Tally the lines in the records below that contain the string "cloud", with case counting, and give only the number.

══ EXTRACTED INFORMATION

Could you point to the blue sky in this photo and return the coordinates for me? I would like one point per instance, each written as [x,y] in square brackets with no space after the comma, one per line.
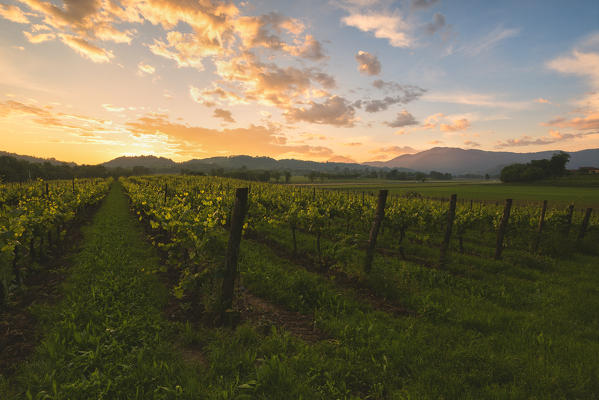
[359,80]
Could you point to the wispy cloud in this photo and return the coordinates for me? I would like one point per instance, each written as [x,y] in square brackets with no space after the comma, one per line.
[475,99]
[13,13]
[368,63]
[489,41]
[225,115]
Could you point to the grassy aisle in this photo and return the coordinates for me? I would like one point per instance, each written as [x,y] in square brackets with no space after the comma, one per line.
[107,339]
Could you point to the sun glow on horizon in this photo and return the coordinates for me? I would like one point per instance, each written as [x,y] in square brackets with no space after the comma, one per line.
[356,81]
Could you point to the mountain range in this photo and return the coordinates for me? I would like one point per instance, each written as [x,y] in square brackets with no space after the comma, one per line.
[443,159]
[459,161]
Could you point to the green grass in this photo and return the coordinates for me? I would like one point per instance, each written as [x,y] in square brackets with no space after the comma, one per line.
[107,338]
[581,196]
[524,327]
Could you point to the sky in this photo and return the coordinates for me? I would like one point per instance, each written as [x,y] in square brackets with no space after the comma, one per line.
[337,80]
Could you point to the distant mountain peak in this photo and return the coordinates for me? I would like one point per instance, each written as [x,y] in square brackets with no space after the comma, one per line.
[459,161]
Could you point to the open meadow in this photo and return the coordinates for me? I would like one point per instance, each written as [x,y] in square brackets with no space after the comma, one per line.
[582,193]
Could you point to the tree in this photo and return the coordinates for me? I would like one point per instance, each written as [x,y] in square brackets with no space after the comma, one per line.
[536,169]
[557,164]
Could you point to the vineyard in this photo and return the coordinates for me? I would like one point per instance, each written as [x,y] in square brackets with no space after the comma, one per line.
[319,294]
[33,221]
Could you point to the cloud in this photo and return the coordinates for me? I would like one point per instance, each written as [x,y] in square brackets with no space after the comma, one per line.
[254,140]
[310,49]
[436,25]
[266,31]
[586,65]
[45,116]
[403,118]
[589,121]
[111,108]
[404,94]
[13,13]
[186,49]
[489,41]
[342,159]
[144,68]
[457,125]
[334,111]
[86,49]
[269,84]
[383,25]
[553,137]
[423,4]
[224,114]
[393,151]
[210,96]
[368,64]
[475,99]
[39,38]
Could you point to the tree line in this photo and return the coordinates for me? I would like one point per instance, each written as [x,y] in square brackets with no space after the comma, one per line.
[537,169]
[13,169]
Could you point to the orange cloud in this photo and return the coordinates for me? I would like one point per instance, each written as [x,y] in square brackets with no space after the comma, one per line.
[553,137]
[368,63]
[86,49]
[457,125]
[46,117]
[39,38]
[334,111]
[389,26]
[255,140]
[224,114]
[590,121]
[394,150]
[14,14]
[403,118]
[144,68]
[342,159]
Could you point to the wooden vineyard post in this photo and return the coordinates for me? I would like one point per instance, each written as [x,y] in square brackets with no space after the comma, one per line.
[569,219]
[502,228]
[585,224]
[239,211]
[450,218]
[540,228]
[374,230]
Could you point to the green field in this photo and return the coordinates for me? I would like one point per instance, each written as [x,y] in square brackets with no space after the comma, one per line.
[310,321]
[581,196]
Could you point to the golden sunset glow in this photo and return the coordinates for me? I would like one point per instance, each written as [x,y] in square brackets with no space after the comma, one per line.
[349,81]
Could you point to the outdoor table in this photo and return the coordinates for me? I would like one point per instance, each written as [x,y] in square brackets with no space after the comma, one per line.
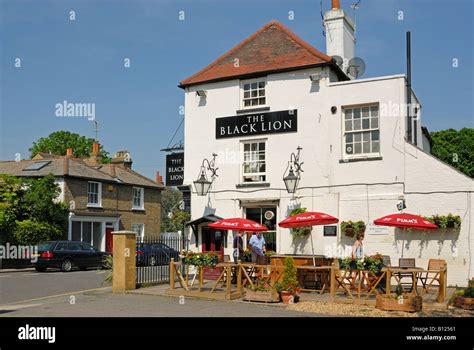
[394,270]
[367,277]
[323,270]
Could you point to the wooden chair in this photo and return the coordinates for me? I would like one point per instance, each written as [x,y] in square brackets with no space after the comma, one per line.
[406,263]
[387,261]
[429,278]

════
══ EXTRACTED INFORMATION

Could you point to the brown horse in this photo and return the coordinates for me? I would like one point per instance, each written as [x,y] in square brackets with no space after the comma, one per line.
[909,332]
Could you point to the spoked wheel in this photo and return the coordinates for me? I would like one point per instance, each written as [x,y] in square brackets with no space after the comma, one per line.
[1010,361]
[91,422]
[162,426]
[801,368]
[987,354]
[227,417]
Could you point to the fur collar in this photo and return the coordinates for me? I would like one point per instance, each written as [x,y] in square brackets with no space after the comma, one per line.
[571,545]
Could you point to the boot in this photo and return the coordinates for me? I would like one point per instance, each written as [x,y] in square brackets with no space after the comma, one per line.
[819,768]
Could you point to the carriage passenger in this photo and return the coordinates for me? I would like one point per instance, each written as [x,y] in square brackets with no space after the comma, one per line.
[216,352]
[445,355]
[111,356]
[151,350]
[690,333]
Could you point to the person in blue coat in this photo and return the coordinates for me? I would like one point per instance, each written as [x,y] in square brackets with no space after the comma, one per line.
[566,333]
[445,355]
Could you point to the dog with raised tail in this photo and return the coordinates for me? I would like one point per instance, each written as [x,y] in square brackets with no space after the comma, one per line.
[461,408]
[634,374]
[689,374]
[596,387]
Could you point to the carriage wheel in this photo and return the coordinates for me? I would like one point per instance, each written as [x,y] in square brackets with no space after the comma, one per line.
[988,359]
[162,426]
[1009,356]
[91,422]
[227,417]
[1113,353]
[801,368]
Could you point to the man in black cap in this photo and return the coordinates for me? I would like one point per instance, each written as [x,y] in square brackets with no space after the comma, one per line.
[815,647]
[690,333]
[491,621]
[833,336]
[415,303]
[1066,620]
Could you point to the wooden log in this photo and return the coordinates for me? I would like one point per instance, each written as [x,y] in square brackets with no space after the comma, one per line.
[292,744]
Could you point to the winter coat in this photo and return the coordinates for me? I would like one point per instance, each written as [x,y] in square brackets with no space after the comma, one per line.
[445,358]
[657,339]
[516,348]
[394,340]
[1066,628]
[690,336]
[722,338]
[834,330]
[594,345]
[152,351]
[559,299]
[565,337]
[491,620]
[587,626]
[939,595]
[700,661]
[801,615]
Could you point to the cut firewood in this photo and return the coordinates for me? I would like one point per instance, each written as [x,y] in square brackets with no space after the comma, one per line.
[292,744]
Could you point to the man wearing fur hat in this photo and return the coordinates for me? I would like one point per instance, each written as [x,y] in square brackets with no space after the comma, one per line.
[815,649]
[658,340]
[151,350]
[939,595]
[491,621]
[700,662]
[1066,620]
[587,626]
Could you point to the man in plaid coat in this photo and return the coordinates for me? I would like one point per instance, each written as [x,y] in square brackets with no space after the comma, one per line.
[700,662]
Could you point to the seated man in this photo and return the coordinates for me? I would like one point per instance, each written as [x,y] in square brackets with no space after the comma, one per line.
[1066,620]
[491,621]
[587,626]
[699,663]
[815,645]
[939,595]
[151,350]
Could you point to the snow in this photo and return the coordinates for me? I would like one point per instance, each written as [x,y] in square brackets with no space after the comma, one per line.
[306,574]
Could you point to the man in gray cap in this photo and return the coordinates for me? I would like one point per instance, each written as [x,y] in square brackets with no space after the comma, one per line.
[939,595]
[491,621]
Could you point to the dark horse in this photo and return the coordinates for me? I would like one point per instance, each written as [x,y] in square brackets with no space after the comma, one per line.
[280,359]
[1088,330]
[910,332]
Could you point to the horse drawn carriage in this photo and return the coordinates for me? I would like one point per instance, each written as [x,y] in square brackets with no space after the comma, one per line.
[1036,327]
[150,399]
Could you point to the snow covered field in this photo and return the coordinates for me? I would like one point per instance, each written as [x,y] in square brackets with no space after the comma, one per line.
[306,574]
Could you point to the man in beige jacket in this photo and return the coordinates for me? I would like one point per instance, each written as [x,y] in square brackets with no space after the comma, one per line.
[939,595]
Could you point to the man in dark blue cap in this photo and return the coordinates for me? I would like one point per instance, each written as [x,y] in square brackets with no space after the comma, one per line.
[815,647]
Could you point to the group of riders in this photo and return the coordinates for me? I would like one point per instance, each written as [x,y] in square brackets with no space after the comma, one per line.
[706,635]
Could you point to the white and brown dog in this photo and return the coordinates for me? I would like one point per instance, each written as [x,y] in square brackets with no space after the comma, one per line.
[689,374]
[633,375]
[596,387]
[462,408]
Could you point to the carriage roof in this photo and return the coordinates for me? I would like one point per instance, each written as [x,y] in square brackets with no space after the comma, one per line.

════
══ EXTRACTED INFORMATION

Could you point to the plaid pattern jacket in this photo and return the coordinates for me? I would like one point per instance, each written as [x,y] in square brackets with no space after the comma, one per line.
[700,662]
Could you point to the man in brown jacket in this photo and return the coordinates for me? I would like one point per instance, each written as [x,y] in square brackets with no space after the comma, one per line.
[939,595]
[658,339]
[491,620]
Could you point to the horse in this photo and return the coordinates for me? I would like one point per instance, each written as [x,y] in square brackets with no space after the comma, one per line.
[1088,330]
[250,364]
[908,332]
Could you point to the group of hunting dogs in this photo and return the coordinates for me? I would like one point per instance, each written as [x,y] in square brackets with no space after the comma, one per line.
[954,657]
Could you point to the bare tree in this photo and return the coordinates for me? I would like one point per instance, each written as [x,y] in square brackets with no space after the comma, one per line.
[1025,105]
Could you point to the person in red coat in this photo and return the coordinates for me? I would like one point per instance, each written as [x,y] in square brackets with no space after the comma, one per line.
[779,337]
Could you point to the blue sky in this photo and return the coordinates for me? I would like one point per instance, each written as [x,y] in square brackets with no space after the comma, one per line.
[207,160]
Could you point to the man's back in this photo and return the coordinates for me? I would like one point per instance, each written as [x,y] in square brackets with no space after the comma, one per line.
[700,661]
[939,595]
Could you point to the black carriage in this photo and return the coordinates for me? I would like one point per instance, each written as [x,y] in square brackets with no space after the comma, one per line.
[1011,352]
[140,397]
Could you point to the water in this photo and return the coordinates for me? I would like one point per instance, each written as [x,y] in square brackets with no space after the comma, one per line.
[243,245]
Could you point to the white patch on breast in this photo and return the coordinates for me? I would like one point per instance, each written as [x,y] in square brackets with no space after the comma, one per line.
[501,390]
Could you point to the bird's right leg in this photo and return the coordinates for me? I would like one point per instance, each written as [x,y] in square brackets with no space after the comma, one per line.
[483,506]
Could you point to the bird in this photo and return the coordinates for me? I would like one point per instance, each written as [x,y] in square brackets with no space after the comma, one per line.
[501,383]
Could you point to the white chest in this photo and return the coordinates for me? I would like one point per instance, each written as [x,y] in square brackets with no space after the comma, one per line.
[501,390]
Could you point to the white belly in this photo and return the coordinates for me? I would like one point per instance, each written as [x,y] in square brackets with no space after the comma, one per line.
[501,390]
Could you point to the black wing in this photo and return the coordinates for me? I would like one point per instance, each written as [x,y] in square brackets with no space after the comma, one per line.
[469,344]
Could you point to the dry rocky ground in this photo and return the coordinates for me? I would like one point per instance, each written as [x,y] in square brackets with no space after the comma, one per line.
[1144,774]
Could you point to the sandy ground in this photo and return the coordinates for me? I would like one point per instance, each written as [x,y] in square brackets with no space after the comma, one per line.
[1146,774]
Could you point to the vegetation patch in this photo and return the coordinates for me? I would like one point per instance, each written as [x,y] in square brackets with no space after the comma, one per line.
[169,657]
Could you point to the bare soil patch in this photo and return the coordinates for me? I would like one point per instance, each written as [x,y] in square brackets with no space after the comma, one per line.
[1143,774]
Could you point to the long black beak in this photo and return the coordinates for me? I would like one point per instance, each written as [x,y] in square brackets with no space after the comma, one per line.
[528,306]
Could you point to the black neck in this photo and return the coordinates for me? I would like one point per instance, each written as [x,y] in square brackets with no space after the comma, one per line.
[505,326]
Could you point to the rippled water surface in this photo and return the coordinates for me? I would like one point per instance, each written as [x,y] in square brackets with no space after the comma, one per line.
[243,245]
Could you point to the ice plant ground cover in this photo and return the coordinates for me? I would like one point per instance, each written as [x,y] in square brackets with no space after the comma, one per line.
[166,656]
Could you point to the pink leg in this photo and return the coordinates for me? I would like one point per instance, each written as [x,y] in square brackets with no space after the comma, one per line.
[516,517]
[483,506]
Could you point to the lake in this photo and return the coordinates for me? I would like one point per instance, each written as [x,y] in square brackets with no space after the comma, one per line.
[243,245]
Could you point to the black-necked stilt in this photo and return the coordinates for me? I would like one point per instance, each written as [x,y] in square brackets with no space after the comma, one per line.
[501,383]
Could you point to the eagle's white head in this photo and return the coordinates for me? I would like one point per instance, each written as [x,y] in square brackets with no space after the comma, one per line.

════

== RESULT OF THE EXERCISE ==
3